◆ Exercise requirements ◆
Print every entry exactly once more, omitting each picture.

◆ Material provided ◆

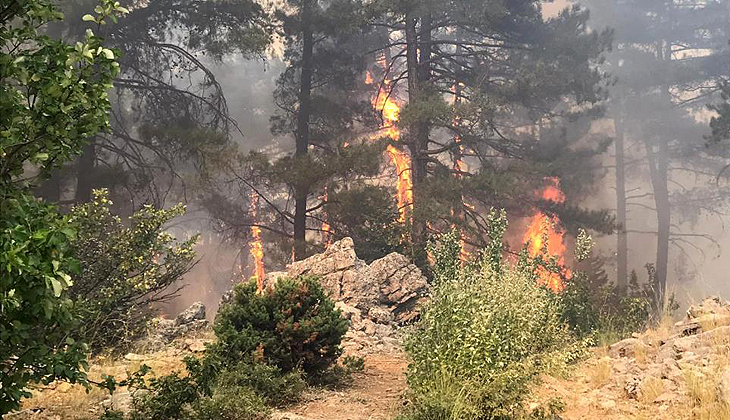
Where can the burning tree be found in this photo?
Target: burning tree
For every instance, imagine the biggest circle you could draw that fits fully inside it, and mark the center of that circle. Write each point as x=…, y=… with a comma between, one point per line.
x=484, y=80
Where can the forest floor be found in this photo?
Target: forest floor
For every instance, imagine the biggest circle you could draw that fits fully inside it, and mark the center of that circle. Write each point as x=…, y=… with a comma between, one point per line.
x=677, y=372
x=378, y=393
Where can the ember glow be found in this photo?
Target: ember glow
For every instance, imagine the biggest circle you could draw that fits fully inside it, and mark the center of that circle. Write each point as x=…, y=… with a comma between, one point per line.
x=326, y=228
x=543, y=227
x=256, y=246
x=390, y=110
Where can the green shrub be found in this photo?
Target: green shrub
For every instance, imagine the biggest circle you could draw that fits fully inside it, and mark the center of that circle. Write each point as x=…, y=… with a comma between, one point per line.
x=293, y=324
x=268, y=383
x=170, y=397
x=247, y=391
x=126, y=269
x=484, y=338
x=236, y=403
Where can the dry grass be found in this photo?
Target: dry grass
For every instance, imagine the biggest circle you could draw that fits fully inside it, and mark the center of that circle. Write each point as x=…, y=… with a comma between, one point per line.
x=651, y=388
x=640, y=355
x=660, y=332
x=73, y=402
x=601, y=373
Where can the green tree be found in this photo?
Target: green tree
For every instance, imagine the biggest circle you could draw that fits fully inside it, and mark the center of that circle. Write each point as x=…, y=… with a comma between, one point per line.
x=488, y=84
x=126, y=269
x=667, y=59
x=169, y=109
x=53, y=97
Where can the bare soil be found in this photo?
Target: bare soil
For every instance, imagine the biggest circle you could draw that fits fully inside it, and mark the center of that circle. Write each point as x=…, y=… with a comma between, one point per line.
x=376, y=394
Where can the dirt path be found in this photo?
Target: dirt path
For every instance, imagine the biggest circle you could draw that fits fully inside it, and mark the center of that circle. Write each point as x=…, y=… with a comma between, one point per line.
x=376, y=394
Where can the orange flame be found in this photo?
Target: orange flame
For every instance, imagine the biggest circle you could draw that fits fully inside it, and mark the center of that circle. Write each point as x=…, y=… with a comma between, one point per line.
x=390, y=110
x=326, y=228
x=543, y=227
x=256, y=246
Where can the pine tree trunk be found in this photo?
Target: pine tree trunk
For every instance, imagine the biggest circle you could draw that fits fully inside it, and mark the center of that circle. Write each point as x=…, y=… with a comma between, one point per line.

◆ Solved problem ◆
Where can the burning tree be found in this photo?
Target: burning tree
For every instance, imagine the biggest circle you could draw that fits fully inside it, and mark the center of that circle. Write each point as x=…, y=… with a comma between, one point per line.
x=484, y=80
Where can the forest floor be found in this photo?
Target: forest floor
For every instance, imagine the biggest circle you could draw that fits fully inside it, and mark the center of that circle. Write each point as x=…, y=… with a comma between, one point per line.
x=677, y=372
x=378, y=393
Where can the ember glow be found in this photo?
Target: ember glow
For every instance, imagine the biggest circle you could draw that fits fully inside it, and mark the center of that circle. Write each point as x=…, y=… with a comma between, one point per line.
x=326, y=228
x=543, y=227
x=256, y=246
x=390, y=110
Where can the green shrub be found in this photo?
Target: green shrub
For every instance, imagine the biggest circle you could draw that fits fully inside it, and mark the center of that circle. Write each point as x=…, y=… with a comma between, one point per line.
x=293, y=324
x=268, y=383
x=170, y=397
x=247, y=391
x=126, y=269
x=484, y=338
x=236, y=403
Where can the dry grass be found in this photo?
Target: dry grass
For every instance, imagine the biggest circle you could draw that fits fully inside it, and mark the center of that circle. Write each point as x=…, y=… with a comma between, one point per line.
x=651, y=388
x=640, y=355
x=660, y=332
x=73, y=402
x=601, y=373
Where can the green tree be found in this photo?
Target: green tree
For every instance, imagine the biggest circle you could draw that fits fully inside it, and mark the center of that circle. Write each point as x=…, y=… with a comma between, one point per line.
x=488, y=84
x=126, y=269
x=667, y=59
x=169, y=109
x=53, y=97
Where can the bare soil be found in this photo?
Target: bare soil
For every instance, imagine the biggest circle you could draw that fits fully inside it, and mark the center of that circle. Write each point as x=…, y=… with a comma between, one point per line.
x=376, y=394
Where can the dirt path be found in this photo?
Target: dirt path
For every instance, imagine the biggest circle you could draw that fits fully inside it, and mark the center of that circle. Write each point as x=…, y=… with a comma between, one point per line.
x=376, y=394
Where can the orange flame be found in this photo?
Target: orange flame
For every instance, imagine the biggest circle you could draw that fits fully inside it, and mark the center of that circle. Write each point as x=…, y=… with a comma between, one point per line.
x=390, y=110
x=326, y=228
x=543, y=227
x=256, y=246
Where can the pine tree trunk be found in this photo?
Target: pine tree trunk
For every instance, imagine the biggest circle you could draw that fits fully inside it, and mark the center of that circle. Write each point as x=…, y=… with a comma between, one point per line.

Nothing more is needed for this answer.